◆ Challenge ◆
Pull out every line in the records below that contains the string "face", and copy each one unchanged. Count a line only if its capitalization matches.

◆ Data excerpts ◆
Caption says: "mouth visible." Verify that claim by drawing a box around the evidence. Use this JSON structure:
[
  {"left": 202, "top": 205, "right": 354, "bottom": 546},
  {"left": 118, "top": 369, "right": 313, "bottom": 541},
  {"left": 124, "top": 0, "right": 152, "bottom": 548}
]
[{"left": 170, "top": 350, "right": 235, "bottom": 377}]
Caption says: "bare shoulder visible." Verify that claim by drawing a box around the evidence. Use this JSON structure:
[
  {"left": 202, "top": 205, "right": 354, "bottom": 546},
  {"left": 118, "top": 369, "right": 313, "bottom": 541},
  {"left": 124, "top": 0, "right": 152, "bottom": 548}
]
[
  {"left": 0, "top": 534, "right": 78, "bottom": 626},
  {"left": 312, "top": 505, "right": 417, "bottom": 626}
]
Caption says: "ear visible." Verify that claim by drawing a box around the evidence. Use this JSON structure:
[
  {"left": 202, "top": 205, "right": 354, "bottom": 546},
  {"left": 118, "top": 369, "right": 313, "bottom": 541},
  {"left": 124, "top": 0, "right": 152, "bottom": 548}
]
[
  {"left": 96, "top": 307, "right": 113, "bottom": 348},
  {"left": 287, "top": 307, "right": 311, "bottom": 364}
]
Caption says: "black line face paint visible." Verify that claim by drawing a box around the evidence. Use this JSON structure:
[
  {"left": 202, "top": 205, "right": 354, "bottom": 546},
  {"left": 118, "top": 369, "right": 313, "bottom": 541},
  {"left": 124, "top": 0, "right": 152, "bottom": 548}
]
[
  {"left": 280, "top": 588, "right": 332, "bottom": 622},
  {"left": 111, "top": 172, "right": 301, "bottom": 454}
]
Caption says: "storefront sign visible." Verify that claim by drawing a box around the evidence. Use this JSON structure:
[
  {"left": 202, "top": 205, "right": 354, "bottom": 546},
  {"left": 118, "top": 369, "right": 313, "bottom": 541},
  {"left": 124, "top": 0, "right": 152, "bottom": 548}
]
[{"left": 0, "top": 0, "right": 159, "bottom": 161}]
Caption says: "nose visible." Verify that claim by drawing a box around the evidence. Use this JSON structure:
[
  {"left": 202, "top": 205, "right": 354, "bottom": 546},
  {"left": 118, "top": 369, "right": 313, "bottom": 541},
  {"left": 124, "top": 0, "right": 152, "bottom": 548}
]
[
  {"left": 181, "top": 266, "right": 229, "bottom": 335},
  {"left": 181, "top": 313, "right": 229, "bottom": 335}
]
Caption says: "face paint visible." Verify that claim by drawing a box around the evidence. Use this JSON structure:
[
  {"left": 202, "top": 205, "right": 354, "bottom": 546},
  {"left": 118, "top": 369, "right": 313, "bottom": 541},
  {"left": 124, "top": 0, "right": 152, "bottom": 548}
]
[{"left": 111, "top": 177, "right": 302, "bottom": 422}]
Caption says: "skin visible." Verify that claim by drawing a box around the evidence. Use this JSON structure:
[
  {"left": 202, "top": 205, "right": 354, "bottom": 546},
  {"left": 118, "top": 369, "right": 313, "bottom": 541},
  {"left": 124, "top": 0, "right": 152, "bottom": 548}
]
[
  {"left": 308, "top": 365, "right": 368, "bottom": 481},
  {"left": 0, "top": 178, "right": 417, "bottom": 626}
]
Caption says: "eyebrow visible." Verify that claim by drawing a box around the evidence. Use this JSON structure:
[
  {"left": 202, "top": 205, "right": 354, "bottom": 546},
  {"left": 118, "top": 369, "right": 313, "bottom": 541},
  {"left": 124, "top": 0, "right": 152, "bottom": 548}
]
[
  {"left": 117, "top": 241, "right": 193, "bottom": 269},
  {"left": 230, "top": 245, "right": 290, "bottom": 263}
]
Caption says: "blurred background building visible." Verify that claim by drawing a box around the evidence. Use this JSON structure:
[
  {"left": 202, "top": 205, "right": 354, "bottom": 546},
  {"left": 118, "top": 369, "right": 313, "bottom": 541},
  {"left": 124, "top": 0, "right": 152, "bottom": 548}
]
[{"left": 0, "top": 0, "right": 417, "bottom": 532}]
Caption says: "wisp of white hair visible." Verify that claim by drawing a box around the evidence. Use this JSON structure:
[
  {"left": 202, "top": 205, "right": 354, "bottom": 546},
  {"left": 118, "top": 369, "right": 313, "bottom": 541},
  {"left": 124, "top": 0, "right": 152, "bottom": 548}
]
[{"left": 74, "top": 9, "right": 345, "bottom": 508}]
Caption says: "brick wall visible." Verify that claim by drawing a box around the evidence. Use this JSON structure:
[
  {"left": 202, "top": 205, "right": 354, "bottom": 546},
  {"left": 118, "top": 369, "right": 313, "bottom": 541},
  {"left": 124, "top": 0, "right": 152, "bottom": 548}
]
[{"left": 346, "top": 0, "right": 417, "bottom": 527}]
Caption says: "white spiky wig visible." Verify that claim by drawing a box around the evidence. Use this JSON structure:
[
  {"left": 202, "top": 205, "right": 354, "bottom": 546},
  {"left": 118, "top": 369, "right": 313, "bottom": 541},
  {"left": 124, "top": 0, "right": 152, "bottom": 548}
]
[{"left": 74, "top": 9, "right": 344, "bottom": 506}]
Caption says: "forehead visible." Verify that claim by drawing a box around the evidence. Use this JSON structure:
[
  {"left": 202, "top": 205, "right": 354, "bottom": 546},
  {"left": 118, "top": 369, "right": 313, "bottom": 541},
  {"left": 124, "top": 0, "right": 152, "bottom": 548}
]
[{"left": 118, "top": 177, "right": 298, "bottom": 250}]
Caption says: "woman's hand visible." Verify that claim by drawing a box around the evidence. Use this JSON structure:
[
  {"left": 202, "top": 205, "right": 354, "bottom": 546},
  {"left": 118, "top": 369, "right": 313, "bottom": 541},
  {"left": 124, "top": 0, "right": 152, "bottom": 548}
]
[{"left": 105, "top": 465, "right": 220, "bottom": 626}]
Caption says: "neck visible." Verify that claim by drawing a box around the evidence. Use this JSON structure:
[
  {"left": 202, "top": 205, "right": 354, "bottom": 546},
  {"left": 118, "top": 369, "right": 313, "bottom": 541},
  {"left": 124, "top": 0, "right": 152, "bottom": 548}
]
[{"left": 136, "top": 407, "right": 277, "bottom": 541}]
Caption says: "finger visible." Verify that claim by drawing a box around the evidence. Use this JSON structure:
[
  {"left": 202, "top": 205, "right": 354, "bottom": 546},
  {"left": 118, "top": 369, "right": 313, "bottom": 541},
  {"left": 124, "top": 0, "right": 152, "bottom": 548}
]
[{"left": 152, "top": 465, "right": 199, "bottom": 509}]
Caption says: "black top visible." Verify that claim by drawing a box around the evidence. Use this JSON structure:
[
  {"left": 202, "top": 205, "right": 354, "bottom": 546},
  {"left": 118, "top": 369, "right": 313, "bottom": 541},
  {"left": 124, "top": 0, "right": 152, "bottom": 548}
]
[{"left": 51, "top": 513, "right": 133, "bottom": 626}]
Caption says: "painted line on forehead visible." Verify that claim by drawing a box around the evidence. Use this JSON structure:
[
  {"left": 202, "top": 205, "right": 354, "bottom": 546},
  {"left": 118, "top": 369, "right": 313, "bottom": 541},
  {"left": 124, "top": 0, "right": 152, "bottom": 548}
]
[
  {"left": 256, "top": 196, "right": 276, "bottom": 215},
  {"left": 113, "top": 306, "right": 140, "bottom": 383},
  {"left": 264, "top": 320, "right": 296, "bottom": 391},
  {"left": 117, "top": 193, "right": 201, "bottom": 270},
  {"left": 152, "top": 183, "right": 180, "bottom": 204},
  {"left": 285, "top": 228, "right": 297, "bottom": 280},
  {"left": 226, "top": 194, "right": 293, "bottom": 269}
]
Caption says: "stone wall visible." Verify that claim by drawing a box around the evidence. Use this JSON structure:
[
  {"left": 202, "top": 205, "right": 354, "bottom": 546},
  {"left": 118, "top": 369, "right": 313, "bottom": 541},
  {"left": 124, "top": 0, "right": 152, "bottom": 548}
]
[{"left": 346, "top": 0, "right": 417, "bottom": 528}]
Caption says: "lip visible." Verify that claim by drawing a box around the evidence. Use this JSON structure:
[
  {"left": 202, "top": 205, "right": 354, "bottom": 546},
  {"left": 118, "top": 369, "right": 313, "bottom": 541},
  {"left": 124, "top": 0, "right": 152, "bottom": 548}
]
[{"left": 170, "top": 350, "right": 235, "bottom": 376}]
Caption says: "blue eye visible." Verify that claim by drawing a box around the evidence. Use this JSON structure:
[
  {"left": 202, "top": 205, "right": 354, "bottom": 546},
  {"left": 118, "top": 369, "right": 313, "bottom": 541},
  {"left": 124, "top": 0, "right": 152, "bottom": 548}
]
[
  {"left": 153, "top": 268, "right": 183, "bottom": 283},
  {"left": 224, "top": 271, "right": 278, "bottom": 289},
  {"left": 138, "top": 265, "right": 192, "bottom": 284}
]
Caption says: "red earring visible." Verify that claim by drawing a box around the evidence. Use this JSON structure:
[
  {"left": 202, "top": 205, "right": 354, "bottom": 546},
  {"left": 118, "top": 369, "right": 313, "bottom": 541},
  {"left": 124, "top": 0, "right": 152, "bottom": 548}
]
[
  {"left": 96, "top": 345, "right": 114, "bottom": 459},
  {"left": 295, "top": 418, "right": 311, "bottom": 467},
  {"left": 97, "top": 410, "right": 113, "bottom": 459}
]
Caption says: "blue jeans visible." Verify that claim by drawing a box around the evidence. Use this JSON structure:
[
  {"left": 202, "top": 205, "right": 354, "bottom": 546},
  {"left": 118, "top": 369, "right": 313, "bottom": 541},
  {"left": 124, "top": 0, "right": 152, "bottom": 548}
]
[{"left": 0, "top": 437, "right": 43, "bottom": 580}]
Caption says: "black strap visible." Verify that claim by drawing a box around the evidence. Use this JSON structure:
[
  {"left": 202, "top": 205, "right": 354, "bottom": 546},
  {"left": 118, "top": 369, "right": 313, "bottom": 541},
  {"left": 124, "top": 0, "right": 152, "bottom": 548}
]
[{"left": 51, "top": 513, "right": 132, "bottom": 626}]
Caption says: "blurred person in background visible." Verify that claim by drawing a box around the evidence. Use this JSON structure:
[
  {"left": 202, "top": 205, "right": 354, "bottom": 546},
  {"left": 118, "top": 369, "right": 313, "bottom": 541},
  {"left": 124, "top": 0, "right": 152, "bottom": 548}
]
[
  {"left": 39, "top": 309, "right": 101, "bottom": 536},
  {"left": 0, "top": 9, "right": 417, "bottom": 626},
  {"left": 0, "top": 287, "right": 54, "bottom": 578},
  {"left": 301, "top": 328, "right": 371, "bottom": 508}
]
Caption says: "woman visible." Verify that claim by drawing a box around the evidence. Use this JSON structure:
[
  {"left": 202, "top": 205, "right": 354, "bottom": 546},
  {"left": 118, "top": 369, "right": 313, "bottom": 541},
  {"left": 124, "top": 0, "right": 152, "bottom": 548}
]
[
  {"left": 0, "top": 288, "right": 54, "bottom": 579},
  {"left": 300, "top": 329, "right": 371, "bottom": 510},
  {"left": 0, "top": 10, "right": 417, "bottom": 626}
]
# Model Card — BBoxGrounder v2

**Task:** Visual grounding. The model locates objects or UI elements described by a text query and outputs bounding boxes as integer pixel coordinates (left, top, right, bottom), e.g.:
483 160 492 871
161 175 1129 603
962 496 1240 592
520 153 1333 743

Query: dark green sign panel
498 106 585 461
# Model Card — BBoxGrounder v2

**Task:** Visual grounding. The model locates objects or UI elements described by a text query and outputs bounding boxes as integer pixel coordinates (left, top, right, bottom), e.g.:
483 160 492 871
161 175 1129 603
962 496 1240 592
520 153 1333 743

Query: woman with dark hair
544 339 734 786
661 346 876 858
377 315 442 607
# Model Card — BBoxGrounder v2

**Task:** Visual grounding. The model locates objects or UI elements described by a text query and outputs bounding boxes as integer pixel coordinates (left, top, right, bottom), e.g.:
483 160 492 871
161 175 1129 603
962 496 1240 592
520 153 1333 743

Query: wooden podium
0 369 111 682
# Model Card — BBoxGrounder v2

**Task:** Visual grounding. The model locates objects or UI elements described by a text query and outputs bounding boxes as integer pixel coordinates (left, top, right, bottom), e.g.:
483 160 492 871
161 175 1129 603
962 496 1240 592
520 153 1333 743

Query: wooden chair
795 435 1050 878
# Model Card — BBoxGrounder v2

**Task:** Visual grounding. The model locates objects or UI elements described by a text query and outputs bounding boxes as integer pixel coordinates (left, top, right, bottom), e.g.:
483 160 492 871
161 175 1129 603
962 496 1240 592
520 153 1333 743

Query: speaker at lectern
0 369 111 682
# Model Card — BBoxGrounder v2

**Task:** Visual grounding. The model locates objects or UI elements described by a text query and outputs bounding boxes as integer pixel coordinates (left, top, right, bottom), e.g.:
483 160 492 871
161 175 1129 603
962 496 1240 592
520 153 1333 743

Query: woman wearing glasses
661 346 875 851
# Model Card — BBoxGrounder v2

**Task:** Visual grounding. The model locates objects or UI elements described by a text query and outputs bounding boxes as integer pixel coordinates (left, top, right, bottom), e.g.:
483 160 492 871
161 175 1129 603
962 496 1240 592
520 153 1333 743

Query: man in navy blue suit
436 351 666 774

◆ The reply ◆
Caption says: "black line face paint visible." Verify that claim by drawing a box around the evidence. Use this JSON structure:
Caption says: "face paint visible." Verify that claim by drawing a box around the evidence. Use this JSON structure:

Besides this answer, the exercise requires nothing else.